» **Task brief**
Write the records below out again exactly as given, with no images.

» **Supplied data**
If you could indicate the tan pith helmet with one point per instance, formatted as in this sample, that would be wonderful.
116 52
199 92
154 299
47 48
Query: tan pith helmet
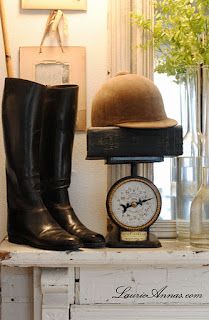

» **Response to the task**
If you could indicate the tan pith helmet with one point per instance, formatted as in this sample, that would be wonderful.
116 52
199 92
154 299
47 48
Query: tan pith helmet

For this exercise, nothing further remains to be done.